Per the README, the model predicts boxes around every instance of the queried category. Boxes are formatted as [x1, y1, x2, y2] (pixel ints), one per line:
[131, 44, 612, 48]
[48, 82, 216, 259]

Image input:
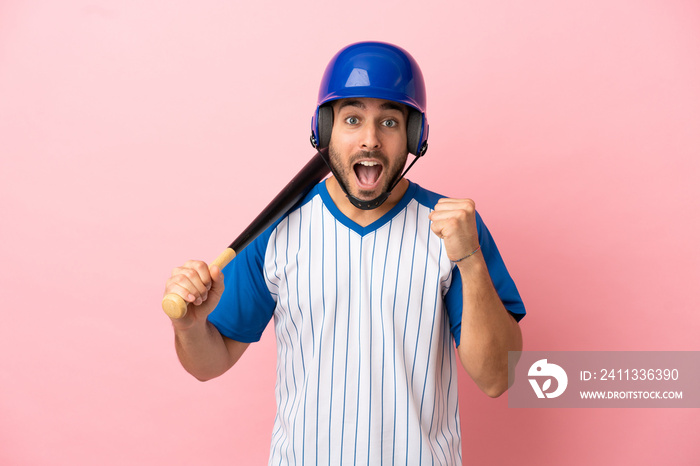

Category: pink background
[0, 0, 700, 465]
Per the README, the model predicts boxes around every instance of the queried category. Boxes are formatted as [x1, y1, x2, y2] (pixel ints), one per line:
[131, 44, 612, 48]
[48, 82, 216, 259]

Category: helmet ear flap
[316, 105, 333, 149]
[406, 109, 427, 157]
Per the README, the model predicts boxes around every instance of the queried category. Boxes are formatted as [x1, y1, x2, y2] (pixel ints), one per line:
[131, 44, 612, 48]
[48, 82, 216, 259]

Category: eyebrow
[338, 99, 407, 115]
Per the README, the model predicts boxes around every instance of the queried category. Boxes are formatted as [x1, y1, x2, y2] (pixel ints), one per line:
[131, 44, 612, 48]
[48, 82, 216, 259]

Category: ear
[406, 110, 423, 155]
[316, 105, 333, 149]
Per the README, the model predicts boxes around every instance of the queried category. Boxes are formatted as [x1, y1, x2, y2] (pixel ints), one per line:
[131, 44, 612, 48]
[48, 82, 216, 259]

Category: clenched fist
[165, 261, 224, 328]
[430, 198, 479, 261]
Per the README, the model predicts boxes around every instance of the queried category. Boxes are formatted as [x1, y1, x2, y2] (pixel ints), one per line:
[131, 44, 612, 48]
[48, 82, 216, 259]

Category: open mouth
[353, 160, 384, 190]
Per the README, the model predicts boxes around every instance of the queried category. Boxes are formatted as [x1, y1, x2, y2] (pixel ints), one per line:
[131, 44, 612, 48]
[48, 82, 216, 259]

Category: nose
[361, 124, 381, 151]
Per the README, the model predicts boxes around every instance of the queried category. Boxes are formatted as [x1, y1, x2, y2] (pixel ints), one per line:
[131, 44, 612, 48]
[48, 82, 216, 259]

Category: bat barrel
[229, 149, 330, 252]
[161, 152, 330, 319]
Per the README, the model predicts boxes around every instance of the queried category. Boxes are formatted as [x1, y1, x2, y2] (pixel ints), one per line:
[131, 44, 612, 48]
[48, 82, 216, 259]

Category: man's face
[329, 98, 408, 201]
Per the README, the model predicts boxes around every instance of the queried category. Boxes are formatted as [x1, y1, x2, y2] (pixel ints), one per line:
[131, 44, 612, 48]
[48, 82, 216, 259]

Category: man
[166, 42, 525, 464]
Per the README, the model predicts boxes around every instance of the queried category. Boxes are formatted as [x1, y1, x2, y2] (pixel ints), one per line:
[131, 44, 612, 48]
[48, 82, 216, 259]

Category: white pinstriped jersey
[210, 183, 524, 465]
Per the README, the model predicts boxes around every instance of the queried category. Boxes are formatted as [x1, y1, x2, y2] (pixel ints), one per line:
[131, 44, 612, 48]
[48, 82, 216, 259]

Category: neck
[326, 176, 408, 227]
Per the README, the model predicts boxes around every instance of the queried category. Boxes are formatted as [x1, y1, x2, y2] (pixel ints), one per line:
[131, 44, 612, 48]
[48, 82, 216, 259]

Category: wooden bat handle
[160, 248, 236, 319]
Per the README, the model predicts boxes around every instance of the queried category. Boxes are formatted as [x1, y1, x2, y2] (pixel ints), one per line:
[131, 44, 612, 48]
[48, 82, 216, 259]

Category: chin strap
[316, 148, 424, 210]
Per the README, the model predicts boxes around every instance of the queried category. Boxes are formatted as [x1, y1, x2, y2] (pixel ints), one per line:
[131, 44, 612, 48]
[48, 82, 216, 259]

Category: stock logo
[527, 359, 569, 398]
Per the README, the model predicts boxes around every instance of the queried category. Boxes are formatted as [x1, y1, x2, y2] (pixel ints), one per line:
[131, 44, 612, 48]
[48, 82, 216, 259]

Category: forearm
[175, 321, 237, 381]
[457, 253, 522, 397]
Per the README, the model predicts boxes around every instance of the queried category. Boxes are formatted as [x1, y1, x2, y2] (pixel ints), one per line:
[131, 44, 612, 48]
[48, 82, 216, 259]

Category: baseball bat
[161, 149, 330, 319]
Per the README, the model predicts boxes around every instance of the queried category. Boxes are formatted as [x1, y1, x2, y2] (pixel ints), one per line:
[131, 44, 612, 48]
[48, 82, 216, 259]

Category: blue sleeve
[208, 226, 276, 343]
[445, 212, 525, 346]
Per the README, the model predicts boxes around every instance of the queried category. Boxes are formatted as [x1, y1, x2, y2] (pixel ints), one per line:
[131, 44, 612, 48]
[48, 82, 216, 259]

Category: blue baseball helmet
[311, 42, 428, 156]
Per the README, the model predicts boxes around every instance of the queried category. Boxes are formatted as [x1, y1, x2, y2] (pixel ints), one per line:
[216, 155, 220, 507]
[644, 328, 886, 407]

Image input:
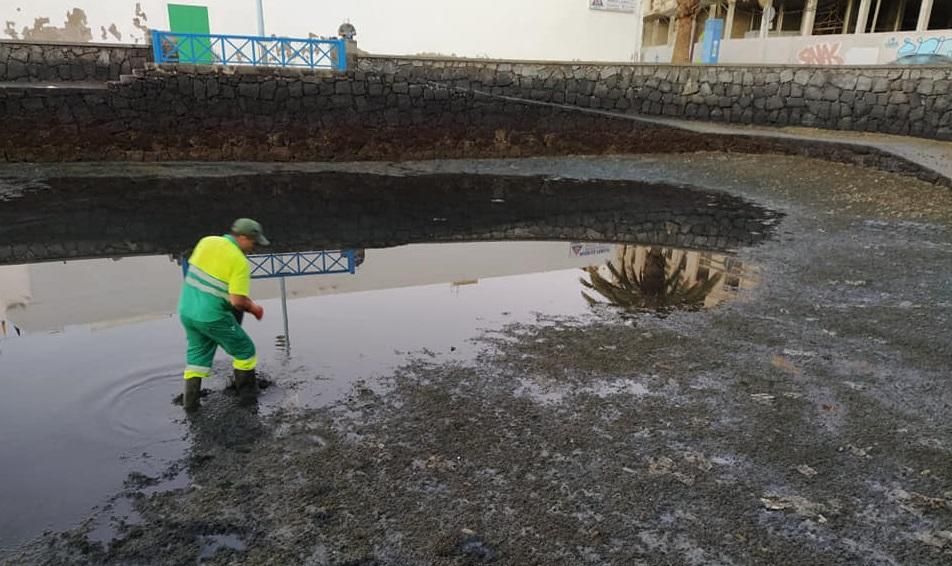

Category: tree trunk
[671, 0, 701, 63]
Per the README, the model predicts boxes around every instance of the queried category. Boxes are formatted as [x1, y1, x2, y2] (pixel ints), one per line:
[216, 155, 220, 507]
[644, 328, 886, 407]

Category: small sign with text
[588, 0, 638, 12]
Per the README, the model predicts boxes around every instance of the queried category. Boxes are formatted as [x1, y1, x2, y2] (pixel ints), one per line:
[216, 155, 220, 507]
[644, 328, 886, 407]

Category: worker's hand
[248, 303, 264, 320]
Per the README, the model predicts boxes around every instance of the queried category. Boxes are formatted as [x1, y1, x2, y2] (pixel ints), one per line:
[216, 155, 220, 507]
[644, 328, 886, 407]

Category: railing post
[337, 38, 347, 73]
[152, 30, 165, 64]
[347, 250, 357, 274]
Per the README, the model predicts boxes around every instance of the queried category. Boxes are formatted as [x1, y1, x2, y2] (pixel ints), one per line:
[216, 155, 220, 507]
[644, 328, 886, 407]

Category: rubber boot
[235, 369, 258, 398]
[182, 377, 202, 413]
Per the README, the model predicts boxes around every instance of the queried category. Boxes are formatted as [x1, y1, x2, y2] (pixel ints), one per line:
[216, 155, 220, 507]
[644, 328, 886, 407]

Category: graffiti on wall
[797, 43, 843, 65]
[886, 37, 952, 57]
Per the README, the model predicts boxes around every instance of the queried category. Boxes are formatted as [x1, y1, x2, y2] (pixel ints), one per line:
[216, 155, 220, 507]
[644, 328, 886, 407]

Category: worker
[179, 218, 269, 412]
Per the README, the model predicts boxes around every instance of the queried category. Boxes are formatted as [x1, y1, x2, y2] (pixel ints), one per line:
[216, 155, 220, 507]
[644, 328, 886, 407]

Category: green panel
[169, 4, 212, 64]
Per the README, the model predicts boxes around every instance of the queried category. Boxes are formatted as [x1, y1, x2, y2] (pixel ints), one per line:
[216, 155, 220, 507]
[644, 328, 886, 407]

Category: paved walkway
[638, 116, 952, 179]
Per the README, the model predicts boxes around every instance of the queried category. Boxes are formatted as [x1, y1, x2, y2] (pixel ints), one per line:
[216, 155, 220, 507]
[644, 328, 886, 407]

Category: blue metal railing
[248, 250, 357, 279]
[152, 30, 347, 71]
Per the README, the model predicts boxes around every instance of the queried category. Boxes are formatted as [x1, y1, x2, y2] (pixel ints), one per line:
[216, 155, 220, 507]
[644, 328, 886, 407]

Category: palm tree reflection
[580, 245, 743, 312]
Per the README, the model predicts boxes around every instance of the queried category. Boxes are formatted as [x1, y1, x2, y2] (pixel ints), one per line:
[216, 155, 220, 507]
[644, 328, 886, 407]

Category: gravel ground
[5, 154, 952, 565]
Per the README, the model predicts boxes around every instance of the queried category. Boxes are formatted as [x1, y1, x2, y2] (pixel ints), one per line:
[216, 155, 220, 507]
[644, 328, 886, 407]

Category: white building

::::::

Transcribe the items verbatim from their first line through the line containing "[430, 198, 479, 261]", both ends included, and omit the pictures.

Per the README, the model predicts boxes around every instance of the queried category. Boxes are formatted as [x1, y1, x2, y2] (pixel ints), one per line:
[131, 44, 612, 48]
[48, 82, 216, 259]

Image input:

Category: pink background
[0, 0, 700, 465]
Per the README, the model predicts boxes around every instance of the queried category. Boxes are formatted as [x1, y1, x2, y2] (pixel ints), one per line:
[131, 44, 612, 48]
[48, 82, 216, 259]

Category: helmet ear flap
[316, 105, 333, 149]
[406, 109, 427, 157]
Per the README, the model predicts boxes around every instance of the queried category. Boxes are formatted as [x1, y1, x2, y2] (pixel ints), one per line:
[131, 44, 612, 48]
[48, 82, 216, 259]

Category: eyebrow
[338, 99, 407, 115]
Per the README, the model predicts boxes around every instance of the queried category. Boxes are formatted as [x1, y1, x2, y2] (pixel ints), one per line:
[131, 44, 612, 48]
[48, 82, 216, 259]

Category: ear
[406, 110, 423, 155]
[316, 105, 333, 149]
Per the README, the model predicts boxes around every instance of the queried category. Boxes are formatted as [x1, y1, x2, y2] (pixel ints), one per line:
[131, 44, 612, 48]
[48, 82, 216, 259]

Category: clenched fist
[165, 261, 224, 328]
[430, 198, 479, 261]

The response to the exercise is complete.